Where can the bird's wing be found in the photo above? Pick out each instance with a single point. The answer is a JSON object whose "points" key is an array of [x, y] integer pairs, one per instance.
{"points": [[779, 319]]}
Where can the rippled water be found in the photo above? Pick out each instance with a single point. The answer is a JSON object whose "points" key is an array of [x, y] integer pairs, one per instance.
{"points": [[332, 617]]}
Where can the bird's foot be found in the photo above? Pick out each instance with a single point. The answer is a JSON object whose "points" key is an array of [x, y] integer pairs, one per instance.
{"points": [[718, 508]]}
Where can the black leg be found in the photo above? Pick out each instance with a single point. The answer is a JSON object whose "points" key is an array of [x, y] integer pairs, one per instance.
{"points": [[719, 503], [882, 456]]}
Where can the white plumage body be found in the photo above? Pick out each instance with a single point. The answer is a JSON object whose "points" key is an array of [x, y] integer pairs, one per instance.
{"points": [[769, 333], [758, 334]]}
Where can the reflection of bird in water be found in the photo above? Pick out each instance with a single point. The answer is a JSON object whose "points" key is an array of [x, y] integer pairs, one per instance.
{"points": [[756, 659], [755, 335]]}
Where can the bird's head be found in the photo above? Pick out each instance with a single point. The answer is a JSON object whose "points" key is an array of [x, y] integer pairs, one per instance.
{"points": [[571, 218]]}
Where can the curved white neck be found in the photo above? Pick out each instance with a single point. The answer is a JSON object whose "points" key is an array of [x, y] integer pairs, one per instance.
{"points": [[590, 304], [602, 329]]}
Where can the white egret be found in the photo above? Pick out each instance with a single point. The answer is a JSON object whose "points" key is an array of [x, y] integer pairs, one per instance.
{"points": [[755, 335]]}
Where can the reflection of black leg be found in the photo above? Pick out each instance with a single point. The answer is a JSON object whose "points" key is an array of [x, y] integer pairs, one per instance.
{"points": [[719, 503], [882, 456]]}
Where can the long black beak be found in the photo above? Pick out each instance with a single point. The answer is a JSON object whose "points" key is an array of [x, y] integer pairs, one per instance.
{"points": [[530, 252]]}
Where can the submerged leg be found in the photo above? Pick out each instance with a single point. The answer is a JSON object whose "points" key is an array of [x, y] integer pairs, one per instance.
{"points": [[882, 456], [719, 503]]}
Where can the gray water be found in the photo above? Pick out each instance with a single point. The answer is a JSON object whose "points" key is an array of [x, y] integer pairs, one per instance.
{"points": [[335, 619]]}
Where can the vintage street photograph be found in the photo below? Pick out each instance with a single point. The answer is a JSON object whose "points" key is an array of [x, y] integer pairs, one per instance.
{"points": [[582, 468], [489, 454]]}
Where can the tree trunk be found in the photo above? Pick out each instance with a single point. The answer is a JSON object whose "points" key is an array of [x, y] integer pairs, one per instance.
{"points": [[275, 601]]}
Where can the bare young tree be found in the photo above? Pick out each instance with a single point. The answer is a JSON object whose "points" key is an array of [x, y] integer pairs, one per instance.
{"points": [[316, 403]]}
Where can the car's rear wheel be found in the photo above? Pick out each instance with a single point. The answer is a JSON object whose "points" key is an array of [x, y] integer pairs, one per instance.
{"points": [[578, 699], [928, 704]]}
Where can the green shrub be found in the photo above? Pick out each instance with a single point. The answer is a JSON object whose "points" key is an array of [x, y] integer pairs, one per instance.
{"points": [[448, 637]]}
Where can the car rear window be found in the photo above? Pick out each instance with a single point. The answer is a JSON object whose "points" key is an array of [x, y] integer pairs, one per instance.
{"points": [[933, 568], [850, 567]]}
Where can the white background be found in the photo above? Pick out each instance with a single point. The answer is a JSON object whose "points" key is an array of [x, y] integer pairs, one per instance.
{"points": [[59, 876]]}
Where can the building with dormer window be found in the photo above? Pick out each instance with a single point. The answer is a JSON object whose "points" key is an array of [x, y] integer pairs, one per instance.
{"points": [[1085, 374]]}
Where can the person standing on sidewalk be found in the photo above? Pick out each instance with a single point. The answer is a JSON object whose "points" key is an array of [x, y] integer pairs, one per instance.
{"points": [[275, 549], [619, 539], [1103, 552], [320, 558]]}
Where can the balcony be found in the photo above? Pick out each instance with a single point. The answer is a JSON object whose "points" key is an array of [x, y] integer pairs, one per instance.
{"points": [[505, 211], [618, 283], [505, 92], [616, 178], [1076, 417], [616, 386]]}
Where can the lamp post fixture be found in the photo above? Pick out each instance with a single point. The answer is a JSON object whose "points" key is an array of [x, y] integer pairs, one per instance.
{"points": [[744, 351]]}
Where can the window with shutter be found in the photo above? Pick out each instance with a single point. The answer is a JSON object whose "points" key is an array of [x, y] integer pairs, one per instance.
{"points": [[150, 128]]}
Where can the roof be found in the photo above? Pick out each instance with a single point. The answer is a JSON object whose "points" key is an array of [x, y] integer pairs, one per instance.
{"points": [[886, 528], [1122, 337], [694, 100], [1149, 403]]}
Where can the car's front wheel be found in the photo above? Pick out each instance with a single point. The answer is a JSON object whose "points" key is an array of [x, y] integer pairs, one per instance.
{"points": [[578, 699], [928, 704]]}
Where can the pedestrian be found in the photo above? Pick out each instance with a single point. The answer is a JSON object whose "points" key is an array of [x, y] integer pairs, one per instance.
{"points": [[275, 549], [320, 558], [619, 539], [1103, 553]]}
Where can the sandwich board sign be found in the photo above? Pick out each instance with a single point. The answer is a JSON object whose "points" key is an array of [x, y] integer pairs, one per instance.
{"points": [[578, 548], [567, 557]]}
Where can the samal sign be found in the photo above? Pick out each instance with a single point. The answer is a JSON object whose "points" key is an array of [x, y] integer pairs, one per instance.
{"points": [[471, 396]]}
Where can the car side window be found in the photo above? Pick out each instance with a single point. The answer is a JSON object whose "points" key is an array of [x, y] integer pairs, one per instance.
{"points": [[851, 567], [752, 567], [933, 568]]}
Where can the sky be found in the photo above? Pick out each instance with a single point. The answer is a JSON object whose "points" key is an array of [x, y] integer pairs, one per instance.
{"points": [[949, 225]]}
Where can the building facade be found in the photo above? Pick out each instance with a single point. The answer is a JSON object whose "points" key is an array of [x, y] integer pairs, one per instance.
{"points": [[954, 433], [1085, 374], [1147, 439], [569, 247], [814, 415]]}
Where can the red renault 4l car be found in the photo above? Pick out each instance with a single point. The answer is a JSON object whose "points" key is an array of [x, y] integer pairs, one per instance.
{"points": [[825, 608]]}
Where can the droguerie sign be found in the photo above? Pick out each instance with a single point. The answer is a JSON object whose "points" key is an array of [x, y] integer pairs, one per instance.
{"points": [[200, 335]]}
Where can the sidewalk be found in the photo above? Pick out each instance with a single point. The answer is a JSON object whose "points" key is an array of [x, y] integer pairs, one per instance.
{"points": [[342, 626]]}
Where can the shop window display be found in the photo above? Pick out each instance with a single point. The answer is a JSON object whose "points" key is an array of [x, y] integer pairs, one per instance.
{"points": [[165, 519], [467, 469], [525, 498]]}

* * * *

» **Problem to solve**
Transcribe each record exactly. Leave nothing out.

» **Your response**
Where can the bird's wing be found in the photo above? Pick out each instance with a single point. The answer is a JSON object whose "points" key is an array of [x, y] integer pairs, one per instance.
{"points": [[779, 319]]}
Where can the rippled water be found in the photo above? Pick out each instance with a single point. The answer is a JSON object whose "points" key is an array of [x, y] integer pairs, one per instance.
{"points": [[332, 617]]}
Where can the bird's foot be found in the photo above? Pick out each instance with a single point. The answer is a JSON object whose "points" key is an array of [x, y] integer pairs, one per instance.
{"points": [[718, 508]]}
Where can the black leg be found in the photo above? Pick out each instance with a single point. The answer is a JSON object whose "points" key is an array of [x, y] integer pairs, one per instance.
{"points": [[719, 503], [882, 456]]}
Where can the white plumage body be found in the photo above? Pick out each instance with a single point. The answer is a JSON object whose "points" key is an array of [x, y] integer pairs, one per instance.
{"points": [[769, 333], [758, 334]]}
Where can the reflection of bird in water be found in the photo above? Pick out each instance with a single point. The answer is a JSON object whose "points" key is an array of [x, y] integer pairs, one per instance.
{"points": [[756, 659], [755, 335]]}
Where can the bird's head be found in the photo above? Pick out each instance with a single point. The answer is a JSON object whose "points" key is an array of [x, y] integer pairs, one per instance.
{"points": [[571, 218]]}
Where can the curved white neck be found in the photo above? Pick out each instance with a single point. The answer is a JSON object whose "points" key is an array of [x, y] integer pairs, one per instance.
{"points": [[590, 304], [602, 329]]}
Where can the white egret be found in the photo above? Pick out each instance with a single point. The answer is a JSON object whose "points" key is an array of [x, y] integer pairs, one per instance.
{"points": [[755, 335]]}
Where can the reflection of black leg be found in the photo above? Pick out each instance with a single point. The answer is a JSON object whose "points" key is an array of [x, y] integer pairs, one per instance.
{"points": [[719, 503], [882, 456]]}
Where can the long black beak be found in the photo above? Pick out each instance with a single point. The answer is a JSON object whose "points" key is an array of [x, y] integer pairs, one per instance.
{"points": [[530, 252]]}
Where can the submerged leg be found in the photo above? Pick out each instance with a single point. The answer is a JSON object whose "points" key is an array of [x, y] integer pairs, one per instance.
{"points": [[882, 456], [719, 503]]}
Where can the gray water be found in the photo above? Pick out each instance with a single point. The answer is a JSON object whose "points" key is an array of [x, y] integer pairs, one per instance.
{"points": [[335, 619]]}
Where can the vintage street photograph be found in the photo below? Pick out each instance with a single point. The answer is a JSON object whose "points" key is an array of [x, y] integer pairs, one per instance.
{"points": [[582, 468], [489, 454]]}
Where can the tree trunk be found in the photo above? Pick out each instance with a single point. The answer is a JSON object whose "points" key is an array of [x, y] integer pairs, one per instance.
{"points": [[275, 601]]}
Where can the bare young tree be found in the photo above? Pick out each instance with a single point. The answer is a JSON object whose "points" key is an array of [x, y] integer pairs, one per instance.
{"points": [[316, 403]]}
Where can the car's rear wheel be found in the photo above? Pick out each instance with a single point. The answer is a JSON object whose "points" key is an array of [x, y] integer pairs, one per instance.
{"points": [[578, 699], [928, 704]]}
Where can the green shrub be found in the photo above? Pick out each instance with a single point. The answer is a JSON object whose "points" key is an array of [x, y] integer pairs, one per instance.
{"points": [[448, 637]]}
Where can the car rear window be found in the photo above? Pick out each instance with a single point. The answer is a JSON object whose "points" key is an array of [x, y] integer pairs, one per instance.
{"points": [[933, 568], [850, 567]]}
Where can the white background be found in the photo above? Pick out each instance with a single point. The answer is a JSON object whose "points" key is an array of [x, y] integer pairs, one per instance.
{"points": [[59, 876]]}
Where can the building with dormer window be found in the photo above? Pick out each instance with a single point. The answer is a JSON object whose "points" key is an array of [x, y] integer pairs, one per instance.
{"points": [[1085, 374]]}
Where can the person standing on sidewalk be found in the photo above? Pick out each instance with a single point. The answer is a JSON object whose "points" key is an array of [x, y] integer pairs, one per instance.
{"points": [[275, 549], [619, 539], [1103, 552], [320, 558]]}
Where can the balcony be found in the photo above? Pick out each instance with a single point. The answer is a JSON object whose "points" key is an array of [x, y] integer pairs, one per instance.
{"points": [[505, 211], [618, 283], [505, 92], [616, 178], [1076, 417], [616, 386]]}
Where can the lamp post fixture be found in the photo above? Pick out each instance with a single point. The answer is a JSON object whose "points" key is an array of [x, y] integer pairs, one per instance.
{"points": [[744, 351]]}
Where can the window with shutter be found in the photo above? Pick out each instance with a single point. The answer is a JSON object whose "points" key is an array of [x, y] integer pairs, one per instance.
{"points": [[150, 128]]}
Where can the roof be found in the photo above? Pick out each instance with a single point. The answer is a JSON object whose "points" key is an array of [x, y] integer pairs, one per instance.
{"points": [[886, 528], [1122, 337], [694, 100], [1149, 403]]}
Where can the car's front wheel be found in the photo above? Pick out each instance with a single point. The answer is a JSON object whose "points" key is an array of [x, y] integer pairs, one per instance.
{"points": [[578, 699], [928, 704]]}
Where can the pedestrian be found in the photo above? Pick out each instance with a single point. The answer is a JSON object whose "points" key is an array of [x, y] integer pairs, one per instance.
{"points": [[275, 549], [320, 558], [619, 539], [1103, 553]]}
Where can the sandwich board sign be found in the photo above? Pick out each instance with a single point. The answer is a JSON object whose "points" key is an array of [x, y] integer pairs, one per instance.
{"points": [[578, 548], [567, 557]]}
Where can the samal sign be found in the photo above? Pick out each instance with a single point. The answer is a JSON object whose "points" key is an array of [x, y] integer pairs, one per instance.
{"points": [[471, 396]]}
Where can the car side window be found in the photo above? Pick out each instance with a single point. The answer is a JSON object whose "points" key is an array of [x, y] integer pairs, one per instance.
{"points": [[851, 567], [752, 567], [933, 568]]}
Where can the sky be found in the photo above? Pick out each instance with a single point. The answer is a JSON object whose "points" key is an array of [x, y] integer pairs, one per instance.
{"points": [[949, 225]]}
Where can the building facade be found in the photo above? Pick out each instance with a single point. The answer is a JSON object whose "points" key is an array of [x, y] integer pairs, one per instance.
{"points": [[954, 433], [1085, 374], [1147, 439], [569, 247], [814, 415]]}
Where can the red renault 4l car be found in the photo above? Pick out each instance with a single point. The answer is a JSON object whose "points" key is an array of [x, y] integer pairs, one per instance.
{"points": [[825, 608]]}
Where can the droguerie sign be found in the photo above? Pick out each instance with a single point. The answer is a JSON object whose "points" key is an array of [x, y] integer pairs, one per instance.
{"points": [[200, 335]]}
Where can the sidewalk be found in the photo above? Pick out each instance with a single point. The answer is a JSON object whose "points" key is an array of [x, y] integer pairs, one per instance.
{"points": [[342, 626]]}
Where can the shop window display be found in the photo above? Pick out each instance with a single point. The answer is a JSON object whose "points" key is an array of [x, y] integer pairs, one per instance.
{"points": [[165, 519], [467, 469], [525, 498]]}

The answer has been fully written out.